Identify each line below that contains the word "white", and copy every such line. Case counts.

↓↓↓

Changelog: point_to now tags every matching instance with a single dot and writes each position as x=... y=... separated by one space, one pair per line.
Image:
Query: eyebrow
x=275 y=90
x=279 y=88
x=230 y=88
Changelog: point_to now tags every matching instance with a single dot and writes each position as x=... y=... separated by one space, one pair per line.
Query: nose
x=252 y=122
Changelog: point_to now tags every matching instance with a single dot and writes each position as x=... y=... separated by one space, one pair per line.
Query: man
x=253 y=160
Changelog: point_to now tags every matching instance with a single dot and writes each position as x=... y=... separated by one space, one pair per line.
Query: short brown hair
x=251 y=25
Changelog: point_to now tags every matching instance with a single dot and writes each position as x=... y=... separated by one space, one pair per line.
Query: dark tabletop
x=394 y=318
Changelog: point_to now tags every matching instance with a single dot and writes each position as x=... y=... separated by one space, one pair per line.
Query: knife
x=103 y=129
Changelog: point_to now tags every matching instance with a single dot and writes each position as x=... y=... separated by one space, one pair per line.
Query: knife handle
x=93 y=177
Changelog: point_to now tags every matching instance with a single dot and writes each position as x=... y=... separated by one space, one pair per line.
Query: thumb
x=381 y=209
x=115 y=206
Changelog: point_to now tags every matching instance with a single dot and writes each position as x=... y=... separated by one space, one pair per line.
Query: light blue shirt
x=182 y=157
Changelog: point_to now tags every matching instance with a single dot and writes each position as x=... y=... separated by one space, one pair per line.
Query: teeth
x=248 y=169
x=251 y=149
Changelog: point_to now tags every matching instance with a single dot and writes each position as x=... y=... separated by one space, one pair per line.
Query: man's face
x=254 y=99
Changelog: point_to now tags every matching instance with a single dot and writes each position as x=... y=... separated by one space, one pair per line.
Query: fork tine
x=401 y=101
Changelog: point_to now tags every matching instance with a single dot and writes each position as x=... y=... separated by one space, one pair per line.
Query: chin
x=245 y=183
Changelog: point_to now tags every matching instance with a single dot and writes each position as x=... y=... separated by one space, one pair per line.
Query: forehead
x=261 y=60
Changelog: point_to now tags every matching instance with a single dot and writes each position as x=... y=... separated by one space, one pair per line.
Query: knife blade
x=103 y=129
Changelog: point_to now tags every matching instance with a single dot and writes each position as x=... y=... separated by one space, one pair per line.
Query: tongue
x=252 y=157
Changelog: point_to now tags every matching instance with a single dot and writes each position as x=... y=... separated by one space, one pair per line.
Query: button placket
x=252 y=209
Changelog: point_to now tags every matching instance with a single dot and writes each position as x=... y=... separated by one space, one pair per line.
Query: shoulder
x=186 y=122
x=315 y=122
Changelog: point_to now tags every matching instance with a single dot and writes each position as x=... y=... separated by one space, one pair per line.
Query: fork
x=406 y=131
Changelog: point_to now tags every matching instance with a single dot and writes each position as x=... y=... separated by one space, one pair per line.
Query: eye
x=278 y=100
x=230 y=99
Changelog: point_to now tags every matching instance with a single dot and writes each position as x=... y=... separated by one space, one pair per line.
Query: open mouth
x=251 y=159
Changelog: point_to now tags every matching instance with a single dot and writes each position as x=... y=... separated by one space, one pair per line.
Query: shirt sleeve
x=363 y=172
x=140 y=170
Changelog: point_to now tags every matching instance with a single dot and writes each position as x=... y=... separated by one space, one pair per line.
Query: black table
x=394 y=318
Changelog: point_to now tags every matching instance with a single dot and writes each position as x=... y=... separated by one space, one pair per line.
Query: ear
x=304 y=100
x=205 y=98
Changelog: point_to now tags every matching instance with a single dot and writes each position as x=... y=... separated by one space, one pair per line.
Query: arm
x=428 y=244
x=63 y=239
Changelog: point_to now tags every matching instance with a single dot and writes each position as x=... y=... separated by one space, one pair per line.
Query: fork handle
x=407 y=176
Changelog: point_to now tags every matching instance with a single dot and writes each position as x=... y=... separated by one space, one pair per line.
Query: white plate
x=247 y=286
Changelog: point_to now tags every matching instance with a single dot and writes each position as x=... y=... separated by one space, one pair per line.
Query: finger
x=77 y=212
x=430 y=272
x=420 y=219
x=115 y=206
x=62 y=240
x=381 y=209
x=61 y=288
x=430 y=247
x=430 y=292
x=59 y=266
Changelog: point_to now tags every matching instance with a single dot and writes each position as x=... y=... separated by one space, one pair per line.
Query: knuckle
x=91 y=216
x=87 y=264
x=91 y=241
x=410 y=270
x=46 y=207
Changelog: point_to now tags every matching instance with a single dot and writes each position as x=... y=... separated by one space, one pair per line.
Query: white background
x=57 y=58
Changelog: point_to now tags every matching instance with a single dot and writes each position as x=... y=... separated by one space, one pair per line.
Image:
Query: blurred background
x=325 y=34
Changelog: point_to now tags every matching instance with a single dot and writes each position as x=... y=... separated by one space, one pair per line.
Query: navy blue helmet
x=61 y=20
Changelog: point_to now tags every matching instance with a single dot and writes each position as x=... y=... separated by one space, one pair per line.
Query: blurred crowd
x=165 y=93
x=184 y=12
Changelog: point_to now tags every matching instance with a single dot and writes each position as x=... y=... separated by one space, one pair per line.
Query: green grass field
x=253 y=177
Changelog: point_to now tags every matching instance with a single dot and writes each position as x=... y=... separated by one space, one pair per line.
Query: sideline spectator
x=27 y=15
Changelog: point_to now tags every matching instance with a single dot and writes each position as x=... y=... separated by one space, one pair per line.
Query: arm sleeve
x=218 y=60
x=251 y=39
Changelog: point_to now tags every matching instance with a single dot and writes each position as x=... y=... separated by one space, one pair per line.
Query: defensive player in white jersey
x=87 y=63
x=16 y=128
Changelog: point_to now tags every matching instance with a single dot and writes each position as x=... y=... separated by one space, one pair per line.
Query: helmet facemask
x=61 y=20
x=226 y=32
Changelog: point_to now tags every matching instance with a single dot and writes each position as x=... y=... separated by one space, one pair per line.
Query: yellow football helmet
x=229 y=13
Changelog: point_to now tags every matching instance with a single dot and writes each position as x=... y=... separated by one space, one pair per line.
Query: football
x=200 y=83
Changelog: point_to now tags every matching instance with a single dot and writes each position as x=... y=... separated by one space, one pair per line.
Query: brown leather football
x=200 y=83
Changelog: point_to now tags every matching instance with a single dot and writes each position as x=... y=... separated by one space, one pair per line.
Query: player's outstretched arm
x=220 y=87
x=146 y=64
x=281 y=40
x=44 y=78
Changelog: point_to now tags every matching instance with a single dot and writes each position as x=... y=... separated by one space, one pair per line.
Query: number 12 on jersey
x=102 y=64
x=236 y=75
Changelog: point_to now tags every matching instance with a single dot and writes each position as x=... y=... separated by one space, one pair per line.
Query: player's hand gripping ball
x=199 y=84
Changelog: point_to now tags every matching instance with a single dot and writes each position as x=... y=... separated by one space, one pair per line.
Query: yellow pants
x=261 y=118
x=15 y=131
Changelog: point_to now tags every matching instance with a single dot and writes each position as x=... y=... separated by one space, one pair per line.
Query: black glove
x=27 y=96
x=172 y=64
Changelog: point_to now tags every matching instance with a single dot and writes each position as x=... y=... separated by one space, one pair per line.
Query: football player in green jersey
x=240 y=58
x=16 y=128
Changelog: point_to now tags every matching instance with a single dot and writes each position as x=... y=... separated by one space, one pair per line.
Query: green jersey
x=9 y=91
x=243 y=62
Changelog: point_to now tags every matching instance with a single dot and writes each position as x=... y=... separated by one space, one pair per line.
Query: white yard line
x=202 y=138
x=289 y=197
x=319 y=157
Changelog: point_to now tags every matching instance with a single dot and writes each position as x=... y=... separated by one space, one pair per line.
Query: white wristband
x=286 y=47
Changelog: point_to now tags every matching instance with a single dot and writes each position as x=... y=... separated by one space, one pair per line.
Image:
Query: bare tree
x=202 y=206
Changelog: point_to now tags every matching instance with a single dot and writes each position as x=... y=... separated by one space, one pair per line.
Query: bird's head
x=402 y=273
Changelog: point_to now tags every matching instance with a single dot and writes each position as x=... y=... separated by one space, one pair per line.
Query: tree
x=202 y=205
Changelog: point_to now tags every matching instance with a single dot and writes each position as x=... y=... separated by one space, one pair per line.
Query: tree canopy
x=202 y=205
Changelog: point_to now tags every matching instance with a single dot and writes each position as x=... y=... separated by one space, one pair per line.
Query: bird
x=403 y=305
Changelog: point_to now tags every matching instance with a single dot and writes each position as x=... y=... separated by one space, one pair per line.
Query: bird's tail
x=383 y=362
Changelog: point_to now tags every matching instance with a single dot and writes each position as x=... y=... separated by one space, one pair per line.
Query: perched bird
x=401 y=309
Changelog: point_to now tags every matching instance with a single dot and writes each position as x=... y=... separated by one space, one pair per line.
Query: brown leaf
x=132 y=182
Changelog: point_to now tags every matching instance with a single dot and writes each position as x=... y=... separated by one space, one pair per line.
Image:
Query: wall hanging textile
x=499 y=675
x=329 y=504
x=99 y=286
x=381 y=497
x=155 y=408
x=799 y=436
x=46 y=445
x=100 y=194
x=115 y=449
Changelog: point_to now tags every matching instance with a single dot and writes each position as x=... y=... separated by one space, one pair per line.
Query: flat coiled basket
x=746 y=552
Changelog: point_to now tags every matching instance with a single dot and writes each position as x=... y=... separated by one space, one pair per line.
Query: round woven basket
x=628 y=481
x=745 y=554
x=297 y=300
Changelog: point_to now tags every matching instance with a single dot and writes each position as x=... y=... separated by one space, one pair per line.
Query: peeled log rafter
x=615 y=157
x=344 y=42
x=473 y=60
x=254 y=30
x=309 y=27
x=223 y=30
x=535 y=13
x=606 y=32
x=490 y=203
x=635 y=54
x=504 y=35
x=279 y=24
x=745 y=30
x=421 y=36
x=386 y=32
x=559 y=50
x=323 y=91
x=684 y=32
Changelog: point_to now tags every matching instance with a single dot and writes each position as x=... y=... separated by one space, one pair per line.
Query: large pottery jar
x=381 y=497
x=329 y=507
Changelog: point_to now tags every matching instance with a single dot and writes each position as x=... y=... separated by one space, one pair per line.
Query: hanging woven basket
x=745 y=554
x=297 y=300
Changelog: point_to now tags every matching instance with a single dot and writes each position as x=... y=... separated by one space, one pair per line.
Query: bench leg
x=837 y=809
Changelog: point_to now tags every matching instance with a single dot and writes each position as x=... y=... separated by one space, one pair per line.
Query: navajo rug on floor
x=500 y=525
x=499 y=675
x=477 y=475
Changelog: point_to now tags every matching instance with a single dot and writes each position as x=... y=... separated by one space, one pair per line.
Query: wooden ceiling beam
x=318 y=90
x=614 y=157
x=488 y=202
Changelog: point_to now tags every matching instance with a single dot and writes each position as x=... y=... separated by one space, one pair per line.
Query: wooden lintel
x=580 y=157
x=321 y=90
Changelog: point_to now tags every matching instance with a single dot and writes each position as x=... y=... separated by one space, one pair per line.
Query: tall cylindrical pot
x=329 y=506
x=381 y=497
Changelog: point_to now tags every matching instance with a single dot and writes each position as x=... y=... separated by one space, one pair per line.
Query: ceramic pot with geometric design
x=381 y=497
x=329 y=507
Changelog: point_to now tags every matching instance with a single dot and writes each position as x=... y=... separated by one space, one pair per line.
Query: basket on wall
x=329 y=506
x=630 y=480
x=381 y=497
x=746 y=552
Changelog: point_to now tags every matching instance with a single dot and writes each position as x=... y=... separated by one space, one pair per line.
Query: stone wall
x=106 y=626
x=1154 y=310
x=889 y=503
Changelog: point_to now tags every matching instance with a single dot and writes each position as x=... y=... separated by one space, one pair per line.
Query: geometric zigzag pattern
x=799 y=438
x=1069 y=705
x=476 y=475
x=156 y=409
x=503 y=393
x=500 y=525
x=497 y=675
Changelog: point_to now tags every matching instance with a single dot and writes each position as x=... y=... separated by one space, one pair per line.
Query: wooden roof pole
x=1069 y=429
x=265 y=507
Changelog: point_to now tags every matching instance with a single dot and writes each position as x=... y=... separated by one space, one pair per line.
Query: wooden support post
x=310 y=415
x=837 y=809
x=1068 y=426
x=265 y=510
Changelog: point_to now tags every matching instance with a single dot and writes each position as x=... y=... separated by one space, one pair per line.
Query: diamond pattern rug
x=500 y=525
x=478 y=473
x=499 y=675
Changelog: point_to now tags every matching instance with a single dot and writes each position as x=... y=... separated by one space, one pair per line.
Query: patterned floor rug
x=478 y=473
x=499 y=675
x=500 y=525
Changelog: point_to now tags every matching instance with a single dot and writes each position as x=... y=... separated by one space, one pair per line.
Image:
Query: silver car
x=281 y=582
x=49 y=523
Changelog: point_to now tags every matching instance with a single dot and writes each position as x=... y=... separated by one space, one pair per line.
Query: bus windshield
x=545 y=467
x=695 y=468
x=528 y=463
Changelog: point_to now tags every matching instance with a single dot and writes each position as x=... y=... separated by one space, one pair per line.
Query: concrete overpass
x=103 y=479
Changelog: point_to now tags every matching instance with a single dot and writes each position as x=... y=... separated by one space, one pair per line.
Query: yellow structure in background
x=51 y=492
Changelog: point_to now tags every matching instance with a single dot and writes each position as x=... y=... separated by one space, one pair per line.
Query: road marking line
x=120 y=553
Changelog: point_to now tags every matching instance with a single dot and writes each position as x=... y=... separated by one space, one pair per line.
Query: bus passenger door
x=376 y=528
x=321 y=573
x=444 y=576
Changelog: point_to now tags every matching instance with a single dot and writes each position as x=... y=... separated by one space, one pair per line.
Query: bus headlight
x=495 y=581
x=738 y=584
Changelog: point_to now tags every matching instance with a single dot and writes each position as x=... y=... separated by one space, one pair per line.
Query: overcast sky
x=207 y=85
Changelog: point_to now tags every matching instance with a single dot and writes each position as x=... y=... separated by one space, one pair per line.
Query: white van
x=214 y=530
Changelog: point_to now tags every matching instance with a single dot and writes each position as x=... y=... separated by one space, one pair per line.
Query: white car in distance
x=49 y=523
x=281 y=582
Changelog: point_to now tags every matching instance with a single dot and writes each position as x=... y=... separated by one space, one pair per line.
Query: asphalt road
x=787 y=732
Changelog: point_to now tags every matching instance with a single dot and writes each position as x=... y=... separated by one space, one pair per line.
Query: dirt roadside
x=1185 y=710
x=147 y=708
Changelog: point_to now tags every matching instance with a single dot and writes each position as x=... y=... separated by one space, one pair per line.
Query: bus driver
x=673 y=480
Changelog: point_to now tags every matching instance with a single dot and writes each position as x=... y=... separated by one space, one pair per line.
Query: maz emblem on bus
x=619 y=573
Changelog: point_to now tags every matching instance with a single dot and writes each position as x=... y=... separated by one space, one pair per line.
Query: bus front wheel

↑↑↑

Response ▸
Query: white plate
Query: white background
Query: defensive player in white jersey
Query: white yard line
Query: white wristband
Query: white van
Query: white car in distance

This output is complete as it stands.